- 抜粋

この中には更に力を増して、大名家へ躍り出たものも少なくありません。


そこまでいかなかった国衆たちは、従属する大名に証人あかしびとを出して、二心無きことを示しました。

と言っても、あくまでも立場は「契約社員」です。

権力においては大名と同等の権利を持っており、この大名と思えば支えるし、これはダメだとなると転仕するのは当然の権利でした。

また、大名と大名の端境の土地に住んでいる国衆ならは、「両属」「多属」で国を護ることもありました。


まぁ、国衆というのは、簡単に言えば、地元密着型で権力の強い代々続いている村長さんとか、町内会長さんみたいなものです。


信長公と関係のある国人出身の家を上げていきます(ものすごく多いので、ほんの一例です)


越前は元同僚の朝倉氏


甲斐武田の穴山梅雪を生んだ穴山氏、跡部氏、甘利氏、板垣氏なども国人衆です。


美濃は、浅野、斎藤道三の斎藤、そして西美濃三人衆の安藤、稲葉、氏家(あ。い。うですね)、弾正忠家とも婚姻関係を結んでいた遠山、明智、それから光秀の妻の氏である妻木、垣内、蜂屋というお馴染みの名前も見えます。

それから竹中半兵衛の竹中、そして森三左衛門可成の森、もしかしたらお母様のルーツかもしれない土田氏。

日根野氏に、仙石長久の仙石、堀久太郎秀政の堀、そして寧々さんちの杉原さんも、秀吉のお母さんの関さんもこちらの国人です。他にもたくさんおられて、盛り沢山ですね。



 そして尾張では、信長公の織田氏。

尾張の御器所を拠点とする佐久間一族。

尾張春日井郡比良城の佐々氏。

同じく春日井郡児玉村の丹羽氏。

それから信長公の一長いちおとなの林秀貞の林氏がいます。この林氏は美濃の稲葉氏と元は同じ氏族であるとされ、斎藤利三の娘である春日局を継室に迎えた稲葉政成は、林秀貞の子供の林正秀の息子(つまり孫ですね)に当たると書いてあります。

そして、林さんは実は養子で、信長公の小姓の長谷川橋介のお兄様の与次の奥さんか、お母さんの関係者です。

- 提示資料

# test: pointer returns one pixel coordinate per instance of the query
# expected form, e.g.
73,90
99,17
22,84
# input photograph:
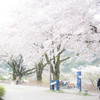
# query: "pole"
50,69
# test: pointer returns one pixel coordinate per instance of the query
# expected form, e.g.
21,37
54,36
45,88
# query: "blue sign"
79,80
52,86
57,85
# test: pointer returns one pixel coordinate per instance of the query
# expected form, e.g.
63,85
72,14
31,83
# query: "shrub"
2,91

...

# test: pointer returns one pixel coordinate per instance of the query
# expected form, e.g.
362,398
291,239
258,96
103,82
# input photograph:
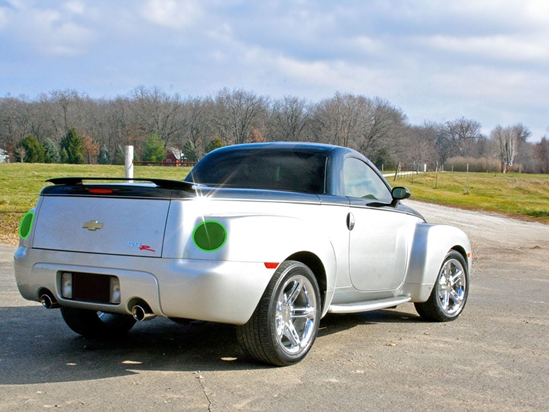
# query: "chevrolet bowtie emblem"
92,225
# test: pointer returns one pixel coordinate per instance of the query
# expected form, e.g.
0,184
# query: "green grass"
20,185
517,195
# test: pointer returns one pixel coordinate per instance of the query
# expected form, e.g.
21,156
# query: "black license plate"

- 実施事項
• 1. 国衆に関する抜粋によると、大名と大名の端境の土地に住む国衆は、どのような形で国を護ることがありましたか。
• 2. 国衆についての抜粋を、最後の文の後から書き継いでください。

- 期待される結果
• 1. 「両属」「多属」という形で国を護ることがありました。

• 2.
それから前田氏も国衆です。

尾張前田氏には二系統あり、まずは利家を生んだ「荒子前田氏」。代々当主の通称が蔵人です。菅原道真の曽孫の次男の良正が祖で、美作菅家原田氏から派生した支族であると言われていました。そのため、信長公の支族が「津田」姓を称するのと同じように、利家の系統では「菅原」を名乗ります。

それから、通称を与十郎とする前田与十郎家がありました。海東郡の前田城、後に那古野の下之一色城を築きました。元は荒子前田氏の主筋だったとも言われ、美濃守護代斎藤氏の傍流という説もありますが、どちらも確証はありません。


 知多郡の方へ目を転じますと、久松氏という氏族がおられます。今でもその名を残している阿久居という所に拠点を持つ一族で、こちらも菅原道眞の長孫、久松麿が祖であるそうで、室町期には斯波氏に属した国衆です。

戦国期に入ると、久松氏は弾正忠家に転仕します。

当主が久松俊勝の時代に、織田氏と同盟を結んでいた水野藤七郎忠政の娘で、家康の母親である於大の方を娶りました。

桶狭間の戦いの折、先発の補給隊として発した家康が、母との対面を果たしたのが、この阿久居で、母と共に異父三兄弟に会って松平姓と葵の御紋を贈ったと言われています。

一応書いておきますが、この時、家康は証人で義元に良いように引き回されている状況で、既に大名家ではなく国衆です。ええ、一般的には先は今川家の一家臣と言った具合です。

家康は私たちが歴史で習ったよりも早い時期に、今川に反旗を翻し信長公の傘下に入るべく運動していたことが、今、判明しつつあります。もしかしたら、内通していたのではとすら言われていますが、この行動も、近々、今川氏から出ることを決意していたら、わからなくもありません。

まぁ、桶狭間でとは限りませんが。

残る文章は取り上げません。